====== Data shown ======
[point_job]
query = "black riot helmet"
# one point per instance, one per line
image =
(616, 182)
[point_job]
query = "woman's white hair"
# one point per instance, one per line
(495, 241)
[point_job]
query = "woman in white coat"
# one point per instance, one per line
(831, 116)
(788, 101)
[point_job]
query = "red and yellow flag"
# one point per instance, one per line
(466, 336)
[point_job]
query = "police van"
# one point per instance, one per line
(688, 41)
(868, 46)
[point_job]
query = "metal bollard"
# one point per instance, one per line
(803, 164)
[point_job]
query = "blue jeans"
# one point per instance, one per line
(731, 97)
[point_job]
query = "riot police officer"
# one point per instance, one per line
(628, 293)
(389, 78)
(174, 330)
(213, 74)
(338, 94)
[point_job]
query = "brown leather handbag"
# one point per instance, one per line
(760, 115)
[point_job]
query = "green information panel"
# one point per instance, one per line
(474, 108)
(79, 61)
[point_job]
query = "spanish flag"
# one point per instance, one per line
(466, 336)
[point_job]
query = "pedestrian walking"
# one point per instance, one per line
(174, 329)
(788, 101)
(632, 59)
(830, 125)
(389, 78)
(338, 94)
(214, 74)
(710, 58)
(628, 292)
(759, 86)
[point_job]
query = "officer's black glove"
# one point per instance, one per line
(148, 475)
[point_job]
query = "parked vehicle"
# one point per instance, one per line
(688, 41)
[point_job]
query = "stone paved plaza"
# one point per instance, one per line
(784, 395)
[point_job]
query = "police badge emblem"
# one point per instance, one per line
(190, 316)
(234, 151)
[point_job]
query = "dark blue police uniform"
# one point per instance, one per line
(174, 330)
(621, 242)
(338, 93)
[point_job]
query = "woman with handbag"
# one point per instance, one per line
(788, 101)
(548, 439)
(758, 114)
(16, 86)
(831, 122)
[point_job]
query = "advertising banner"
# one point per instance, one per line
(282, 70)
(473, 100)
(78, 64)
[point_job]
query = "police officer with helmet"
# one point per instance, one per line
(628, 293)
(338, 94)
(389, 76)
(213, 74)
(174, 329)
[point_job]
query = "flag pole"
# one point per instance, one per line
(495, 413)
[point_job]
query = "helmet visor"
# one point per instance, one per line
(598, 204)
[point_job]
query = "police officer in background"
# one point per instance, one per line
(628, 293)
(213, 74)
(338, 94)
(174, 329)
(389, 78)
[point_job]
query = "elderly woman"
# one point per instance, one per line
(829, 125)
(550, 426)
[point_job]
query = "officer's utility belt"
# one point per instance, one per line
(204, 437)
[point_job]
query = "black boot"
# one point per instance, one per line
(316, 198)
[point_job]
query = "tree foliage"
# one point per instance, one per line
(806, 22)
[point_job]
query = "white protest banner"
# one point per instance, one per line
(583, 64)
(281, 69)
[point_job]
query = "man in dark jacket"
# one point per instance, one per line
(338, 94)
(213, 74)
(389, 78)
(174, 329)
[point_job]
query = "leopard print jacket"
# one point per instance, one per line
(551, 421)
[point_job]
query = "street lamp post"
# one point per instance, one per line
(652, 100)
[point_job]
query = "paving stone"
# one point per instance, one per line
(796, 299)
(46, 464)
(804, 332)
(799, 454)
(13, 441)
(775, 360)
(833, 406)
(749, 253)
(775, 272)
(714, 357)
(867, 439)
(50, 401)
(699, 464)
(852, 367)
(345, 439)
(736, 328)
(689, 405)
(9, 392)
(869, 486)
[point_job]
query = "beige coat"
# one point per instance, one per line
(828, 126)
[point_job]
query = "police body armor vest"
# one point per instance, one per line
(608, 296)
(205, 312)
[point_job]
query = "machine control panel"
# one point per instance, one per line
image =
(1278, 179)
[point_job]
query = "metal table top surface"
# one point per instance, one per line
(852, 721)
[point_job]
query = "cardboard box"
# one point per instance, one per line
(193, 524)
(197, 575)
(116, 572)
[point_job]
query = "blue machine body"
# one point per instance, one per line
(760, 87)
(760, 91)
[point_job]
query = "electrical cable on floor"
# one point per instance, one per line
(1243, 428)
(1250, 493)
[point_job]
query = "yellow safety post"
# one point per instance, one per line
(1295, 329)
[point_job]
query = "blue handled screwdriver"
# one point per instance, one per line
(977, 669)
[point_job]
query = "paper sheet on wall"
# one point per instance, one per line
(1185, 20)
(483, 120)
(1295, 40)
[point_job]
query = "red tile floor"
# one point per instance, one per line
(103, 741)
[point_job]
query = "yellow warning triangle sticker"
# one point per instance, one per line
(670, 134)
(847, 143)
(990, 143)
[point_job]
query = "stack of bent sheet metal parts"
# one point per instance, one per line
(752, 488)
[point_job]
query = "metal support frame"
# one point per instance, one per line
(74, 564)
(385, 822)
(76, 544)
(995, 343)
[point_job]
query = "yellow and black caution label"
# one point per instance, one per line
======
Output the listing above word for word.

- _Result below_:
[point_job]
query = "black riot helmet"
# one point per instance, one per line
image =
(616, 182)
[point_job]
query = "woman's white hair"
# one point per instance, one per line
(495, 241)
[point_job]
query = "woman in white coat"
# one point per instance, one per line
(831, 116)
(788, 101)
[point_job]
query = "red and yellow flag"
# one point per instance, one per line
(466, 336)
[point_job]
query = "police van"
# one point per instance, one per line
(688, 41)
(868, 46)
[point_job]
query = "metal bollard"
# one point per instance, one per line
(803, 164)
[point_job]
query = "blue jeans"
# one point per instance, one per line
(731, 97)
[point_job]
query = "riot police officer"
# one point per instance, one per line
(628, 293)
(389, 78)
(174, 330)
(213, 74)
(338, 94)
[point_job]
query = "brown leather handbag"
# one point per instance, one per line
(760, 115)
[point_job]
query = "green information panel"
# one point per instance, one per line
(474, 108)
(79, 61)
[point_job]
query = "spanish flag"
# one point per instance, one per line
(466, 336)
[point_job]
query = "pedestrian walking"
# one point per instance, one per line
(174, 329)
(788, 101)
(632, 59)
(830, 125)
(389, 78)
(338, 94)
(214, 74)
(710, 58)
(628, 292)
(759, 86)
[point_job]
query = "officer's black glove"
# one point per instance, one per line
(148, 475)
[point_job]
query = "parked vehicle"
# one point per instance, one per line
(688, 41)
[point_job]
query = "stone paved plaza"
# one point per instance, one per line
(784, 395)
[point_job]
query = "police badge emblem"
# one point per instance, one per line
(190, 316)
(234, 151)
[point_job]
query = "dark blue police uniform"
# one point per instance, one per line
(174, 330)
(621, 242)
(338, 93)
[point_job]
query = "woman with handbag"
# one point per instance, one per line
(788, 101)
(548, 439)
(758, 114)
(16, 86)
(831, 122)
[point_job]
query = "advertising banner"
# one point per instance, one per line
(282, 70)
(473, 100)
(78, 64)
[point_job]
query = "police officer with helmet"
# one point per instance, one per line
(628, 293)
(338, 94)
(389, 76)
(213, 74)
(174, 329)
[point_job]
query = "flag pole"
# one point per instance, one per line
(495, 413)
[point_job]
query = "helmet visor"
# one point per instance, one per line
(598, 204)
[point_job]
query = "police officer in background"
# one point per instance, one per line
(628, 293)
(213, 74)
(338, 94)
(174, 329)
(389, 78)
[point_job]
query = "elderly woman"
# one point per instance, one per line
(829, 125)
(550, 426)
[point_job]
query = "officer's utility belt"
# one point per instance, one per line
(204, 437)
[point_job]
query = "black boot"
# one point per instance, one per line
(316, 198)
[point_job]
query = "tree foliage"
# one point per instance, one per line
(806, 22)
[point_job]
query = "white protest banner"
# one point per instance, one per line
(583, 64)
(281, 69)
[point_job]
query = "man in dark jacket"
# one point per instance, one per line
(338, 94)
(213, 74)
(389, 78)
(174, 329)
[point_job]
query = "leopard print jacket"
# one point per instance, one per line
(551, 421)
[point_job]
query = "street lamp post"
# one point per instance, one per line
(652, 100)
[point_job]
query = "paving stone"
# one point per instance, one per line
(796, 299)
(46, 464)
(804, 332)
(799, 454)
(13, 441)
(775, 360)
(833, 406)
(749, 253)
(775, 272)
(714, 357)
(867, 439)
(50, 401)
(699, 464)
(852, 367)
(345, 439)
(736, 328)
(689, 405)
(9, 392)
(869, 486)
[point_job]
query = "beige coat"
# one point per instance, one per line
(828, 126)
[point_job]
query = "police body armor vest"
# one point per instance, one per line
(608, 296)
(205, 312)
[point_job]
query = "machine control panel"
# one point per instance, one per line
image =
(1278, 179)
[point_job]
query = "metal table top surface"
# one point per instance, one per line
(852, 721)
[point_job]
query = "cardboard box"
# one point per instance, one per line
(193, 524)
(197, 575)
(116, 572)
[point_job]
query = "blue machine body"
# one point per instance, one per line
(760, 87)
(760, 91)
[point_job]
query = "electrical cable on floor"
# one point per instance, one per line
(1243, 428)
(1250, 493)
[point_job]
query = "yellow safety post"
# one point per instance, one per line
(1295, 329)
[point_job]
query = "blue handled screwdriver"
# one point per instance, one per line
(977, 669)
[point_job]
query = "paper sheet on wall"
# one point per instance, one per line
(1185, 20)
(483, 120)
(1295, 40)
[point_job]
query = "red tile floor"
# one point per instance, one per line
(103, 741)
[point_job]
query = "yellow warning triangle sticker"
# one point per instance, one per line
(670, 134)
(847, 143)
(990, 143)
[point_job]
query = "stack of bent sheet metal parts"
# one point per instance, one per line
(752, 488)
[point_job]
query = "metal support frame"
# one point per instance, one per line
(74, 564)
(385, 822)
(76, 544)
(995, 343)
[point_job]
query = "yellow and black caution label"
# one point per instance, one per line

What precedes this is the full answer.